[Stored items]

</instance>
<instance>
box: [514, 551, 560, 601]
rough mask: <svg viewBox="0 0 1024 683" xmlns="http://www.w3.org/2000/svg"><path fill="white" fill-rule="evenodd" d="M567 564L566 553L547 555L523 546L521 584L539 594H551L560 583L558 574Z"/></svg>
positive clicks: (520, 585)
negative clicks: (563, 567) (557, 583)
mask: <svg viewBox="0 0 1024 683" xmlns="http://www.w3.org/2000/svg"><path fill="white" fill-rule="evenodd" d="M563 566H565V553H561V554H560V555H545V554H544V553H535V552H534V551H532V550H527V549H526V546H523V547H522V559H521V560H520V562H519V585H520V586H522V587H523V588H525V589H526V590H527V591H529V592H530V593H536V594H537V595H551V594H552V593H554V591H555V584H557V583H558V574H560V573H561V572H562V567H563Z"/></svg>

Instructions to follow -
Quote every line of the records above, from the first down to the one holding "positive clicks: (520, 585)", exactly as written.

Output for this task -
</instance>
<instance>
box: [514, 551, 560, 601]
rough mask: <svg viewBox="0 0 1024 683" xmlns="http://www.w3.org/2000/svg"><path fill="white" fill-rule="evenodd" d="M567 564L566 553L547 555L523 546L521 584L539 594H551L560 583L558 574Z"/></svg>
positive clicks: (520, 585)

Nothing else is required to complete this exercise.